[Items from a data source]
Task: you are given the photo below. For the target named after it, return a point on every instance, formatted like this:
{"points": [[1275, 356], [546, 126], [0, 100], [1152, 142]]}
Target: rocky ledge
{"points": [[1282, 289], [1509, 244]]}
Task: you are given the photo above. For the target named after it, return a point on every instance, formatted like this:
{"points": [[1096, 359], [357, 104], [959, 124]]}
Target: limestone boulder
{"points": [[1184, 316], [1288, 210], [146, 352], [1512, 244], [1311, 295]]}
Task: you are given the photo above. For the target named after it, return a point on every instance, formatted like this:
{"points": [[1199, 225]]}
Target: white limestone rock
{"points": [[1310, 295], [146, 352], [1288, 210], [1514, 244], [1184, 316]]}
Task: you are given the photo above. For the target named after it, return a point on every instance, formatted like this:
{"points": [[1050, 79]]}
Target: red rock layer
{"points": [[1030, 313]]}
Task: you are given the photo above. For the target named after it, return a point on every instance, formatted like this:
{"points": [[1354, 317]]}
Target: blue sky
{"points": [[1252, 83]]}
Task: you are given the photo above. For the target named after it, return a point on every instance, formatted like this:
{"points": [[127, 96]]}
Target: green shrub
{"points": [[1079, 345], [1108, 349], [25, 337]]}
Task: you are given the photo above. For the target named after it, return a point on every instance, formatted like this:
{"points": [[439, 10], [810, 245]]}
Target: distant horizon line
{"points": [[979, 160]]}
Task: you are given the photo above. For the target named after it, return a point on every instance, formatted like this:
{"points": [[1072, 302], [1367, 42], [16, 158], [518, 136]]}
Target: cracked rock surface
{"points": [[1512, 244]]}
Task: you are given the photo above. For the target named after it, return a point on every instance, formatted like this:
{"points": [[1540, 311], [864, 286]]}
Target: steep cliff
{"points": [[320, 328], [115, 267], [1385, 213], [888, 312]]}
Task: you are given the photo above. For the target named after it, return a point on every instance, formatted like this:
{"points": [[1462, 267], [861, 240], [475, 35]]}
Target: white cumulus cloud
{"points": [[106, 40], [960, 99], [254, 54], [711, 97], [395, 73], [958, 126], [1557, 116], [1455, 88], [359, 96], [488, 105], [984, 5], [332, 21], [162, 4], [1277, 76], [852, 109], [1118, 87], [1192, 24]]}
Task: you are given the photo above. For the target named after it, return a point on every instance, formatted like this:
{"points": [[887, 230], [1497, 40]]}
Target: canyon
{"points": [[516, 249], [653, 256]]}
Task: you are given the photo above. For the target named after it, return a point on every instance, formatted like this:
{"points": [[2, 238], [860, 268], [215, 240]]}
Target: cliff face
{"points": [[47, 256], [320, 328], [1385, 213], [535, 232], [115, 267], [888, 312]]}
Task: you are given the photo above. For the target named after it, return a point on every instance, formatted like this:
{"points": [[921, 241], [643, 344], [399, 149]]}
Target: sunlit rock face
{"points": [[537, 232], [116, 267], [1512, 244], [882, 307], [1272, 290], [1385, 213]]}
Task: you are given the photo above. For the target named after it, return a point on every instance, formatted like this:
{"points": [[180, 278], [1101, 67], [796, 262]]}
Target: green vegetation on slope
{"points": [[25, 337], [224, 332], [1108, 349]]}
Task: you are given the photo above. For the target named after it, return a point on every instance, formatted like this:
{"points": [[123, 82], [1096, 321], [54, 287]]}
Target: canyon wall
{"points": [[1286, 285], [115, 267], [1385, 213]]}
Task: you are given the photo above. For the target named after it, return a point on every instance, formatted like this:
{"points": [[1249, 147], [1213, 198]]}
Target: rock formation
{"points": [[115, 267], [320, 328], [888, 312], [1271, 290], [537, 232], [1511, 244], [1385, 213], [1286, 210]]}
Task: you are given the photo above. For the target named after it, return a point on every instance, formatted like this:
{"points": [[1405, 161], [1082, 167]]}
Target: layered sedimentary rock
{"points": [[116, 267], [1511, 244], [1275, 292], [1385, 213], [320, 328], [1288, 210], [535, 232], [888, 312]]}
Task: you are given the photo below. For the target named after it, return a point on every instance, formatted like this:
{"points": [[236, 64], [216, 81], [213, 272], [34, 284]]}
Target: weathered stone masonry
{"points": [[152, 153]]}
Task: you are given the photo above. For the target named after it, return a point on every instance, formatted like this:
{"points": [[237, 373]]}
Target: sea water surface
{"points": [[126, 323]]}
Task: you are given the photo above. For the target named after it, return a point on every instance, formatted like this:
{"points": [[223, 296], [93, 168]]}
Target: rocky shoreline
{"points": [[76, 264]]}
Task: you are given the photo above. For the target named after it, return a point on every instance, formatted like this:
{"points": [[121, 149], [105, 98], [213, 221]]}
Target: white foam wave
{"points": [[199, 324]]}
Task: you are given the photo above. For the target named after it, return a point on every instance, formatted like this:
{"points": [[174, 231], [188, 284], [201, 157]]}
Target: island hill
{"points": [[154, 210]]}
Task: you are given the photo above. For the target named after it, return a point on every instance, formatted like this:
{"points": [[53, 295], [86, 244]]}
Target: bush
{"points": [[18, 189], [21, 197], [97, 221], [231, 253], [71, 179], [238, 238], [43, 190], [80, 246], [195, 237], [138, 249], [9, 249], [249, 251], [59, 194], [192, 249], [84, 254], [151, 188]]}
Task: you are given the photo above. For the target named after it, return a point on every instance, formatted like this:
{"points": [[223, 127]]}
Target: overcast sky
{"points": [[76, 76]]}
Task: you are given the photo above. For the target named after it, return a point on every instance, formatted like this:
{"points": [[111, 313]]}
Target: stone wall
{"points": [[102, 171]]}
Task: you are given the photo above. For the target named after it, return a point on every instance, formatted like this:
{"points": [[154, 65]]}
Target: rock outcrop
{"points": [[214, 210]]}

### EXERCISE PROMPT
Gather every line above that contains the word "cliff".

### WRITTEN SOLUTION
Target: steep cliff
Target: cliff face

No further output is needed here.